- PAGE EXTRACT:

Cork activist: 'I am living with, not dying from, HIV'

Cork activist: 'I am living with, not dying from, HIV'
Will Kennedy at the Cork Pride parade. "People need to realise it's not what it was. HIV positive people can be healthy and happy… we are not dying." Picture: Eddie O'Hare

A Cork man has spoken out against the stigma associated with living with HIV.

Will Kennedy has set up Positive Cork so HIV positive people can meet up and support each other.

He was diagnosed in 2007 and has been an activist ever since.

"It's a bit annoying Cork efforts [to end the stigma surrounding HIV] are often overlooked. Positive Cork meet on the first and third Monday of every month."

Will was also one of the people who met with the Minister for Health twice to ensure the rollout of PrEP, a new HIV prevention medication.

Will says he has had both medical professionals and partners judge him. "When I was being treated for cancer, a consultant asked me how I got HIV."

"I felt there was a moral judgment being made. You wouldn't ask that about any other illness."

He says one of the worst reactions he ever got was from a date. "After we went on a few dates, I told him. He called me 'filth'."

- Photo-based referring expression data:
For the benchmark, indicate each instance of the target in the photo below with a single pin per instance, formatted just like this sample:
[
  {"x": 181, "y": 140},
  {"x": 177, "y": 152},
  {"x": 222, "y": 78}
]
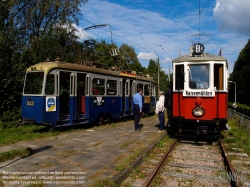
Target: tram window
[
  {"x": 218, "y": 76},
  {"x": 198, "y": 76},
  {"x": 140, "y": 86},
  {"x": 111, "y": 87},
  {"x": 146, "y": 89},
  {"x": 98, "y": 86},
  {"x": 50, "y": 85},
  {"x": 179, "y": 77},
  {"x": 34, "y": 83},
  {"x": 126, "y": 91}
]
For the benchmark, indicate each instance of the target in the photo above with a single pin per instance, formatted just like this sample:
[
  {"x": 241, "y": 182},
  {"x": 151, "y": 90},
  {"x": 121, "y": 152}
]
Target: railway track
[{"x": 193, "y": 164}]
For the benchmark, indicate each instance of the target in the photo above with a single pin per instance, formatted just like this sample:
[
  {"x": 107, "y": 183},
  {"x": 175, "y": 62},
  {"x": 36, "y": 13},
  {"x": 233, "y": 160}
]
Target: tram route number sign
[
  {"x": 99, "y": 101},
  {"x": 198, "y": 48}
]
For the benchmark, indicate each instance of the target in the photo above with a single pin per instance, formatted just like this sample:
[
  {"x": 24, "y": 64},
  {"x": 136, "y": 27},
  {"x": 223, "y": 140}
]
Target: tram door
[
  {"x": 68, "y": 96},
  {"x": 124, "y": 91}
]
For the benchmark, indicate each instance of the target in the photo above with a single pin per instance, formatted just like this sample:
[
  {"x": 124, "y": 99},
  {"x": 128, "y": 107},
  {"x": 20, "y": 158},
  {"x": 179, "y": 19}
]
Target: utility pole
[{"x": 158, "y": 76}]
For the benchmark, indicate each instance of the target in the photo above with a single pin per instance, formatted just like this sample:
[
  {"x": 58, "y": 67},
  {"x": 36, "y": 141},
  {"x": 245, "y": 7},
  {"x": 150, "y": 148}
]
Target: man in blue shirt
[{"x": 137, "y": 99}]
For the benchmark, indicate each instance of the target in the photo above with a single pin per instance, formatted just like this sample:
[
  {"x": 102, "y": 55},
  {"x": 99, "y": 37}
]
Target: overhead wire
[{"x": 160, "y": 45}]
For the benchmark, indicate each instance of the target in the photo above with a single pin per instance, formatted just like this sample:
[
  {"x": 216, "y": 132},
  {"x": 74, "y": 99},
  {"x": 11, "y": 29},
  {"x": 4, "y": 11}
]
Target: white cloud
[
  {"x": 233, "y": 15},
  {"x": 146, "y": 56},
  {"x": 153, "y": 34}
]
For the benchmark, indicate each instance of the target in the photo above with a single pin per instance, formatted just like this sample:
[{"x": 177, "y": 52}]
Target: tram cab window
[
  {"x": 33, "y": 83},
  {"x": 111, "y": 87},
  {"x": 98, "y": 86},
  {"x": 218, "y": 76},
  {"x": 50, "y": 85},
  {"x": 140, "y": 86},
  {"x": 199, "y": 76},
  {"x": 146, "y": 89},
  {"x": 179, "y": 77}
]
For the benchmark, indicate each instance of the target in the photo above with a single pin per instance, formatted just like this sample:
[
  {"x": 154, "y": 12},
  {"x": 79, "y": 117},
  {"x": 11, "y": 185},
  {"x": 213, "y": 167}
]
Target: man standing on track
[
  {"x": 137, "y": 99},
  {"x": 168, "y": 103}
]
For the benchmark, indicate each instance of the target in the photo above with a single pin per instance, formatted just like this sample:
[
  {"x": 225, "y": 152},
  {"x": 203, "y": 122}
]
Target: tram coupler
[{"x": 202, "y": 130}]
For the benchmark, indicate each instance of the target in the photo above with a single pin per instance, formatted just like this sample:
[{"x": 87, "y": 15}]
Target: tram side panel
[{"x": 215, "y": 107}]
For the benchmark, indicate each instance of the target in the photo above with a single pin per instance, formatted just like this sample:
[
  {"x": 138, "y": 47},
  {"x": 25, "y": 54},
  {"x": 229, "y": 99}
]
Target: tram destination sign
[{"x": 192, "y": 93}]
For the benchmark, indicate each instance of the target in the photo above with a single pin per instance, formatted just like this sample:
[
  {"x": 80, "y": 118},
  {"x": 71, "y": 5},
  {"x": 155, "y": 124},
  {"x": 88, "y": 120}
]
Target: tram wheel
[{"x": 104, "y": 119}]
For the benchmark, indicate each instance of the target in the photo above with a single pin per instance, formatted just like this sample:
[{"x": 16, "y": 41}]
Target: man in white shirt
[{"x": 160, "y": 110}]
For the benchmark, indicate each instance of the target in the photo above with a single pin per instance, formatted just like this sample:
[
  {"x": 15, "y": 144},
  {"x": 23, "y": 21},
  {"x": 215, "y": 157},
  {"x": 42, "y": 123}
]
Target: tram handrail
[{"x": 243, "y": 120}]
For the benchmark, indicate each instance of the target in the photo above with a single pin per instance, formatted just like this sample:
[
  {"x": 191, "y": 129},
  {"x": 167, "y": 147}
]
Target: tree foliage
[
  {"x": 31, "y": 30},
  {"x": 241, "y": 75}
]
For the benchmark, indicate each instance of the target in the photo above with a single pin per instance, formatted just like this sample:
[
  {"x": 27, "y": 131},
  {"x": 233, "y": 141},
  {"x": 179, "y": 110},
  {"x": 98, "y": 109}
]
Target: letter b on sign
[{"x": 198, "y": 48}]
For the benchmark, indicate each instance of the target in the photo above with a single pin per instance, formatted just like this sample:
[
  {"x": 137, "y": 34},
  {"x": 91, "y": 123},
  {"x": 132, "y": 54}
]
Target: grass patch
[
  {"x": 22, "y": 133},
  {"x": 8, "y": 155},
  {"x": 104, "y": 183},
  {"x": 129, "y": 159},
  {"x": 237, "y": 137}
]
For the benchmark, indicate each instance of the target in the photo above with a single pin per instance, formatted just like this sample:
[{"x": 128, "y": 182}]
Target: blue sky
[{"x": 167, "y": 28}]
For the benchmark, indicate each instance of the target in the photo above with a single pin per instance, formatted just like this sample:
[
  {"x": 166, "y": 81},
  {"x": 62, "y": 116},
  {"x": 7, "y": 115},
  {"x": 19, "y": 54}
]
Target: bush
[{"x": 10, "y": 118}]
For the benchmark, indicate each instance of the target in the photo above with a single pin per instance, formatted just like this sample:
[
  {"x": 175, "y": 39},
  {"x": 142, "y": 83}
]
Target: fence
[{"x": 243, "y": 120}]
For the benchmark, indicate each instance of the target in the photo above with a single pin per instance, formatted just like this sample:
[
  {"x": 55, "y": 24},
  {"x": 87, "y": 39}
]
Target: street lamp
[
  {"x": 234, "y": 93},
  {"x": 98, "y": 26}
]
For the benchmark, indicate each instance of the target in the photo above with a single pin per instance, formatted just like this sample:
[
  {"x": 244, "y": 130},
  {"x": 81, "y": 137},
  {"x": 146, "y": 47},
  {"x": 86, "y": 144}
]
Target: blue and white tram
[{"x": 62, "y": 94}]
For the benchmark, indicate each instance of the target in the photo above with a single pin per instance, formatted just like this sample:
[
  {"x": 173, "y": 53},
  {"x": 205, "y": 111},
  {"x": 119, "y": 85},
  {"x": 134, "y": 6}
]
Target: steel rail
[
  {"x": 234, "y": 178},
  {"x": 158, "y": 166}
]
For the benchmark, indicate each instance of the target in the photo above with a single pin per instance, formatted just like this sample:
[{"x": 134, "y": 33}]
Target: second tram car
[
  {"x": 200, "y": 96},
  {"x": 62, "y": 94}
]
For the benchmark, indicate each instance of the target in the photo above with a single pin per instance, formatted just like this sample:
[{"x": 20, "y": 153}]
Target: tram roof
[
  {"x": 202, "y": 57},
  {"x": 50, "y": 65}
]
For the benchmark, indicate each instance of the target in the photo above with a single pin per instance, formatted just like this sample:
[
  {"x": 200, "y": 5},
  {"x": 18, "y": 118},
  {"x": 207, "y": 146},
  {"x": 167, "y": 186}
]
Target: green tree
[
  {"x": 129, "y": 58},
  {"x": 241, "y": 75}
]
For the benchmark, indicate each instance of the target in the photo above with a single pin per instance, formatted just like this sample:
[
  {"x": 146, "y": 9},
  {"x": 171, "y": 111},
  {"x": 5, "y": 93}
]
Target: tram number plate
[{"x": 146, "y": 99}]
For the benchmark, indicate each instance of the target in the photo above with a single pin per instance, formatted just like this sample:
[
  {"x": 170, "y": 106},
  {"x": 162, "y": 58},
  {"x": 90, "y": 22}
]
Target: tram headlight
[{"x": 198, "y": 111}]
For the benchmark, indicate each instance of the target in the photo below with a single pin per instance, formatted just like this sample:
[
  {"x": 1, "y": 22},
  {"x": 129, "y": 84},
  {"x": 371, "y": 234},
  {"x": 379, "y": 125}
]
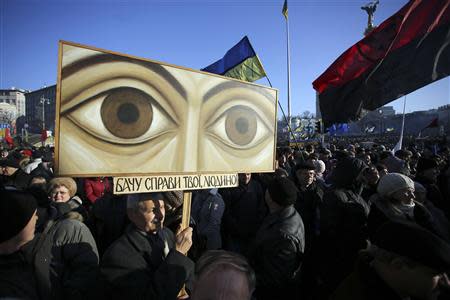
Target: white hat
[{"x": 393, "y": 182}]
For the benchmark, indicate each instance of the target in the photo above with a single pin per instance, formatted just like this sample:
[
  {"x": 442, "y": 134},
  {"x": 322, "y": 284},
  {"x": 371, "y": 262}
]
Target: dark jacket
[
  {"x": 16, "y": 277},
  {"x": 308, "y": 206},
  {"x": 65, "y": 257},
  {"x": 364, "y": 284},
  {"x": 276, "y": 254},
  {"x": 381, "y": 212},
  {"x": 244, "y": 211},
  {"x": 343, "y": 223},
  {"x": 434, "y": 194},
  {"x": 134, "y": 267}
]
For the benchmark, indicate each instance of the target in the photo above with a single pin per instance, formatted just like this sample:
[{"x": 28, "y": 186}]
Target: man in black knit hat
[{"x": 277, "y": 251}]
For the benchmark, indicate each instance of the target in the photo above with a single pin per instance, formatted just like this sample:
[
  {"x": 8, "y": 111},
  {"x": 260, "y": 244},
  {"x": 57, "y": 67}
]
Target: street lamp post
[
  {"x": 43, "y": 101},
  {"x": 381, "y": 121}
]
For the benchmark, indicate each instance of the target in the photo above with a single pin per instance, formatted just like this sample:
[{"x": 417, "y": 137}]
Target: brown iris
[
  {"x": 127, "y": 113},
  {"x": 240, "y": 125}
]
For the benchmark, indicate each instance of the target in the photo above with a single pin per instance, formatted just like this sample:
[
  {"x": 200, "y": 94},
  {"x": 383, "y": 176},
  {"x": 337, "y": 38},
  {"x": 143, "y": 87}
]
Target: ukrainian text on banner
[
  {"x": 119, "y": 115},
  {"x": 144, "y": 184}
]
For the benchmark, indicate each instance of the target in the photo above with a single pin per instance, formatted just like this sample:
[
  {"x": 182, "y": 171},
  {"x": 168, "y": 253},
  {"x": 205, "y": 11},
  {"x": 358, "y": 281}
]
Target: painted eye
[
  {"x": 123, "y": 116},
  {"x": 240, "y": 127}
]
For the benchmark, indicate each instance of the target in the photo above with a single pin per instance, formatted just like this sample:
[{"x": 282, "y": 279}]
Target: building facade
[
  {"x": 40, "y": 108},
  {"x": 16, "y": 98}
]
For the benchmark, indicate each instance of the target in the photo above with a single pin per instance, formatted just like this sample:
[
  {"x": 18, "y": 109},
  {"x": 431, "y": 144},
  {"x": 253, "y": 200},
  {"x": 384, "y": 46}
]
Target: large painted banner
[{"x": 119, "y": 115}]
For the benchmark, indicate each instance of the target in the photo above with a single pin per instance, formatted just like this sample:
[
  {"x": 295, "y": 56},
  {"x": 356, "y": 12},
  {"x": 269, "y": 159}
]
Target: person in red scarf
[
  {"x": 8, "y": 138},
  {"x": 96, "y": 188}
]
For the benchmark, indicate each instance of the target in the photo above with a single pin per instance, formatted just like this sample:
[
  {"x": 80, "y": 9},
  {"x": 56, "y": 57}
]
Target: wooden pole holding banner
[{"x": 185, "y": 220}]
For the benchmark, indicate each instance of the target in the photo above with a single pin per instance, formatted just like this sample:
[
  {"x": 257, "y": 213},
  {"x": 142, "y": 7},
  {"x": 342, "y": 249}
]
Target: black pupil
[
  {"x": 128, "y": 113},
  {"x": 242, "y": 125}
]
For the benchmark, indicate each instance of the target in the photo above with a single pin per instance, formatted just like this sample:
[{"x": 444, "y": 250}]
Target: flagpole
[
  {"x": 403, "y": 123},
  {"x": 288, "y": 69},
  {"x": 284, "y": 115}
]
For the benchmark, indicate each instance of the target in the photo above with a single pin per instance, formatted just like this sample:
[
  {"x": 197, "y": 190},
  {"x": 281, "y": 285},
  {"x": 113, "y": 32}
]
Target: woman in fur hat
[{"x": 395, "y": 201}]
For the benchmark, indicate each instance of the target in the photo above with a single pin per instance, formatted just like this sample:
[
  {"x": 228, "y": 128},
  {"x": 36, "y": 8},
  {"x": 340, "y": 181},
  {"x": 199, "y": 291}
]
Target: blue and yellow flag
[
  {"x": 240, "y": 62},
  {"x": 285, "y": 9}
]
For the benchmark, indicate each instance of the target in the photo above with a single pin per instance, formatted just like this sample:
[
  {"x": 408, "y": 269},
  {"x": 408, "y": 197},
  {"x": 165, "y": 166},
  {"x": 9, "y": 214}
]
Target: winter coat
[
  {"x": 364, "y": 284},
  {"x": 244, "y": 211},
  {"x": 207, "y": 210},
  {"x": 276, "y": 254},
  {"x": 65, "y": 256},
  {"x": 382, "y": 211},
  {"x": 343, "y": 223},
  {"x": 434, "y": 194},
  {"x": 16, "y": 277},
  {"x": 308, "y": 206},
  {"x": 136, "y": 267}
]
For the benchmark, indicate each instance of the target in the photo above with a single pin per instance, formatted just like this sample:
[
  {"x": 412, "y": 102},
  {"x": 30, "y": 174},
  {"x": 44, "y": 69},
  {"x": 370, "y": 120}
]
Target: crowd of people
[{"x": 344, "y": 221}]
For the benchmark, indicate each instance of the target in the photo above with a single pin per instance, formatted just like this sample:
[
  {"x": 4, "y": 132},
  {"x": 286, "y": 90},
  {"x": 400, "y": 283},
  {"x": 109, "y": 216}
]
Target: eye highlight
[
  {"x": 241, "y": 124},
  {"x": 127, "y": 113},
  {"x": 240, "y": 127},
  {"x": 122, "y": 116}
]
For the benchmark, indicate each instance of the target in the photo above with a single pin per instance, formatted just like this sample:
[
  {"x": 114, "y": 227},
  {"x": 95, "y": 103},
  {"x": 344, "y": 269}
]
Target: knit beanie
[
  {"x": 393, "y": 182},
  {"x": 16, "y": 210}
]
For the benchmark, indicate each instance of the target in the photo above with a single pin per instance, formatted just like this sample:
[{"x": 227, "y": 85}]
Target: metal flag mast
[{"x": 285, "y": 13}]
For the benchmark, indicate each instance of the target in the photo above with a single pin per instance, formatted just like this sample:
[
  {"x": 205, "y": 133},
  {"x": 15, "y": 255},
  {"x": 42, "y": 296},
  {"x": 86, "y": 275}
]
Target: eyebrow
[
  {"x": 107, "y": 58},
  {"x": 234, "y": 84}
]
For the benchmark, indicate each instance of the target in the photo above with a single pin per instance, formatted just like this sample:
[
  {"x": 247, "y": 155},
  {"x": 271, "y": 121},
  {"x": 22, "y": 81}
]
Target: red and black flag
[{"x": 406, "y": 52}]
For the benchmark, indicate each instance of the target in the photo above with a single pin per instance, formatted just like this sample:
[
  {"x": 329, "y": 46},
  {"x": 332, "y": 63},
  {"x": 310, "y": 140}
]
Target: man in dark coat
[
  {"x": 343, "y": 223},
  {"x": 63, "y": 253},
  {"x": 427, "y": 174},
  {"x": 12, "y": 175},
  {"x": 147, "y": 261},
  {"x": 17, "y": 224},
  {"x": 244, "y": 211},
  {"x": 404, "y": 261},
  {"x": 276, "y": 253},
  {"x": 308, "y": 202}
]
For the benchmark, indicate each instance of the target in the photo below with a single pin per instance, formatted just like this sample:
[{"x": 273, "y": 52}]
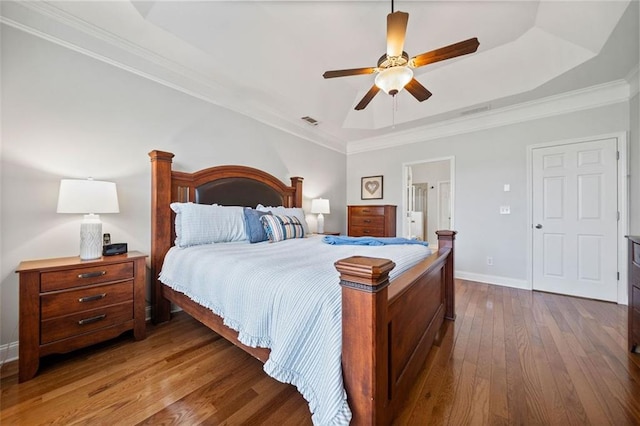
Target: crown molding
[
  {"x": 578, "y": 100},
  {"x": 85, "y": 38}
]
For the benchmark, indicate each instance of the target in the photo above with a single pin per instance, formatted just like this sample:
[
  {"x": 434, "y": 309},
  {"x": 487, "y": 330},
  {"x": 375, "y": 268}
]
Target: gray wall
[
  {"x": 634, "y": 161},
  {"x": 65, "y": 115},
  {"x": 484, "y": 162}
]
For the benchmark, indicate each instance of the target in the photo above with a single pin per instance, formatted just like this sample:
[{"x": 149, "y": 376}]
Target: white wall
[
  {"x": 484, "y": 162},
  {"x": 634, "y": 161},
  {"x": 65, "y": 115}
]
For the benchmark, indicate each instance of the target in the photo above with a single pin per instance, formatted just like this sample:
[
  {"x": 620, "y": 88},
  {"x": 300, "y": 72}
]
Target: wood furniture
[
  {"x": 67, "y": 303},
  {"x": 387, "y": 330},
  {"x": 371, "y": 221},
  {"x": 634, "y": 293}
]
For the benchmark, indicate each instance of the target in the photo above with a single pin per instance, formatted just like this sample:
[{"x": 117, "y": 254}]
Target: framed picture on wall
[{"x": 371, "y": 188}]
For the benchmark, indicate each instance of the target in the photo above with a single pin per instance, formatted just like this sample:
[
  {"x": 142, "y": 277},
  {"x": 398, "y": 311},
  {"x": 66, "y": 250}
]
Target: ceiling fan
[{"x": 395, "y": 68}]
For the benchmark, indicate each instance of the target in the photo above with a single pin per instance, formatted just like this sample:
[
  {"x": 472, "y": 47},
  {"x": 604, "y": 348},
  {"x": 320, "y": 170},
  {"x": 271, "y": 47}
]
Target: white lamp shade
[
  {"x": 87, "y": 196},
  {"x": 320, "y": 205},
  {"x": 392, "y": 80}
]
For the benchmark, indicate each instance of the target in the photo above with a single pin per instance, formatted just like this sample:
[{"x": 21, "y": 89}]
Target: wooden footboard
[{"x": 387, "y": 330}]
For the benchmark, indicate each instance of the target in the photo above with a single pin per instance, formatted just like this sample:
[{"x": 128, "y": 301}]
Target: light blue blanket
[
  {"x": 283, "y": 296},
  {"x": 341, "y": 240}
]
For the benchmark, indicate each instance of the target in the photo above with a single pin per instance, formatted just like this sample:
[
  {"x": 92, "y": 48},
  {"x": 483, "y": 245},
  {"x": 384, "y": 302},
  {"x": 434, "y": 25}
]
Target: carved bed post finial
[
  {"x": 364, "y": 282},
  {"x": 446, "y": 239},
  {"x": 160, "y": 229}
]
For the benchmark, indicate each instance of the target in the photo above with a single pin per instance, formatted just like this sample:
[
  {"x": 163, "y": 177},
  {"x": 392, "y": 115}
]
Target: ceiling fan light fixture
[{"x": 392, "y": 80}]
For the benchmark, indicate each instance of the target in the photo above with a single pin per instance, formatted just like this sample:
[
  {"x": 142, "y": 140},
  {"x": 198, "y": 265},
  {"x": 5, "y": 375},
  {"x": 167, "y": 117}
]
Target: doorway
[
  {"x": 577, "y": 202},
  {"x": 428, "y": 198}
]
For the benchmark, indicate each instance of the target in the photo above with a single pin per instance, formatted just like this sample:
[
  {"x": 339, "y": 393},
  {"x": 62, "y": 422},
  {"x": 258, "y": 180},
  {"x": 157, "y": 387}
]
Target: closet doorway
[{"x": 428, "y": 198}]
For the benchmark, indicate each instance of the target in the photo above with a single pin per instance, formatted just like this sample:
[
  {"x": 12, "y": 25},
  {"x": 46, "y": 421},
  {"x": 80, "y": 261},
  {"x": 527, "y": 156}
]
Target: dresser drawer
[
  {"x": 366, "y": 231},
  {"x": 368, "y": 221},
  {"x": 72, "y": 301},
  {"x": 59, "y": 280},
  {"x": 367, "y": 210},
  {"x": 84, "y": 322}
]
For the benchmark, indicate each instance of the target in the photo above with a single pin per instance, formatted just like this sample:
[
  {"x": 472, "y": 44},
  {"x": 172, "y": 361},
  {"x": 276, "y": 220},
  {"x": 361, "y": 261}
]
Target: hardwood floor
[{"x": 511, "y": 357}]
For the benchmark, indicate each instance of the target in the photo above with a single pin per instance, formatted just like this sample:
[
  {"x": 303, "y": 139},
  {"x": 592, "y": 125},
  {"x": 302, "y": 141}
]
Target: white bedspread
[{"x": 284, "y": 296}]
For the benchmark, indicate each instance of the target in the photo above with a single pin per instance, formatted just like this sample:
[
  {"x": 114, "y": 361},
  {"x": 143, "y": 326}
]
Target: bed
[{"x": 387, "y": 328}]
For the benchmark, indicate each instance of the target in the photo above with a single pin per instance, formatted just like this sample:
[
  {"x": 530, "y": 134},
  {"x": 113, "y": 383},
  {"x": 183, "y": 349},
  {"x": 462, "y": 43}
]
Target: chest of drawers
[
  {"x": 634, "y": 293},
  {"x": 66, "y": 304},
  {"x": 372, "y": 221}
]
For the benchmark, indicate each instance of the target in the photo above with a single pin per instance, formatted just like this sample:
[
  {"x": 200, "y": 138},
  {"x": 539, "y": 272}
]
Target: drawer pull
[
  {"x": 92, "y": 319},
  {"x": 92, "y": 274},
  {"x": 92, "y": 298}
]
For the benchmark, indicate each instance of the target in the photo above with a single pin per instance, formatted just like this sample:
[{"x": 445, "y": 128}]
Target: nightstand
[{"x": 67, "y": 303}]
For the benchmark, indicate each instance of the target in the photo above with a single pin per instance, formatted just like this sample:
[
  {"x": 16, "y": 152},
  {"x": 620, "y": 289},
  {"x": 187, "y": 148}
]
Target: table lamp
[
  {"x": 88, "y": 197},
  {"x": 320, "y": 206}
]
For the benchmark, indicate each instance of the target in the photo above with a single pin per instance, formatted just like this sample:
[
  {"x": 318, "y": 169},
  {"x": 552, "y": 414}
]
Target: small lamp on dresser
[
  {"x": 88, "y": 197},
  {"x": 320, "y": 206}
]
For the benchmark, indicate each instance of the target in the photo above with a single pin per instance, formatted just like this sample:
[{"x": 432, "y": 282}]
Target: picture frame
[{"x": 371, "y": 188}]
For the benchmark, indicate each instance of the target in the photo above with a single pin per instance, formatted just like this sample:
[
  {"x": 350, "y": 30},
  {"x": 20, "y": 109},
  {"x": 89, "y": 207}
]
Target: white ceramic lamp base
[
  {"x": 320, "y": 223},
  {"x": 91, "y": 237}
]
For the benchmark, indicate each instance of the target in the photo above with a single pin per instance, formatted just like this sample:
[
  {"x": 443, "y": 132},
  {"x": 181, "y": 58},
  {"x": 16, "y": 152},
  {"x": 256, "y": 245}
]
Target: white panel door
[{"x": 575, "y": 219}]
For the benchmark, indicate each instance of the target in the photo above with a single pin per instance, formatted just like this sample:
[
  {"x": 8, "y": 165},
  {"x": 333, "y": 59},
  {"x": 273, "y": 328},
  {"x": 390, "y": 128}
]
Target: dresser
[
  {"x": 67, "y": 303},
  {"x": 634, "y": 292},
  {"x": 371, "y": 221}
]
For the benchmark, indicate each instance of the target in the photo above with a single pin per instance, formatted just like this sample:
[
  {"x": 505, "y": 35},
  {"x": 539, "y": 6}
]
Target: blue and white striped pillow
[{"x": 281, "y": 227}]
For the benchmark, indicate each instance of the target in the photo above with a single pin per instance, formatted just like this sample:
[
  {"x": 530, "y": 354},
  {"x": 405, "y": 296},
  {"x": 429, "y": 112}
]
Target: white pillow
[
  {"x": 198, "y": 224},
  {"x": 287, "y": 211}
]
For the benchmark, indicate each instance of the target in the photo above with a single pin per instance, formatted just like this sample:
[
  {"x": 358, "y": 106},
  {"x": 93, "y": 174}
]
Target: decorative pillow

- WHAT TO WORK ON:
[1] Answer these about the Cork activist article:
(a) In what year was Will Kennedy diagnosed?
(b) On which days does Positive Cork meet?
(c) How many times did Will meet with the Minister for Health?
[2] Can you echo the Cork activist article from "A Cork man has" down to "HIV prevention medication."?
[3] What comes next in the Cork activist article? Pick up after its last sentence and keep writing.

- RESULTS OF THE TASKS:
[1]
(a) 2007
(b) The first and third Monday of every month
(c) Twice

[2]
A Cork man has spoken out against the stigma associated with living with HIV.

Will Kennedy has set up Positive Cork so HIV positive people can meet up and support each other.

He was diagnosed in 2007 and has been an activist ever since.

"It's a bit annoying Cork efforts [to end the stigma surrounding HIV] are often overlooked. Positive Cork meet on the first and third Monday of every month."

Will was also one of the people who met with the Minister for Health twice to ensure the rollout of PrEP, a new HIV prevention medication.

[3]
"He said why did I think someone like him would want to be with someone like me."

"People need to realise it's not what it was. HIV positive people can be healthy and happy… we are not dying."

"With HIV medication, undetectable equals untransmittable. HIV cannot be passed on. This along with the introduction of PrEP means serious improvement."

Will says another frustration is when NGOs or health staff patronise people living with HIV, which he says is "completely unintentional."

"We should be encouraging people to share their status, as long as they are comfortable. People are often told they don't have to share if they don't want to. There's self-stigmatisation, internalised shame. Keeping it to yourself compounds these feelings."

"I think of two men who live in the Midlands who attend health clinics in Dublin. They have never told their family, even after years. It's such a big part of your life to compartmentalise."

Will has paid for posters and business cards for the new support group out of his own pocket. He is 62 and receives a pension. He took early retirement after being diagnosed with cancer.

He has also funded the cost of staying overnight in Dublin to receive training in how to deliver a peer mentoring programme for people with HIV. He hopes to set this up in the new year.

"There's great support for the medical side of things in Ireland, especially with the introduction of PrEP. But there's not a lot of social support."

"Living with HIV is a long-term health condition. We need counsellors, social workers, and advocacy groups. We need to be listened to."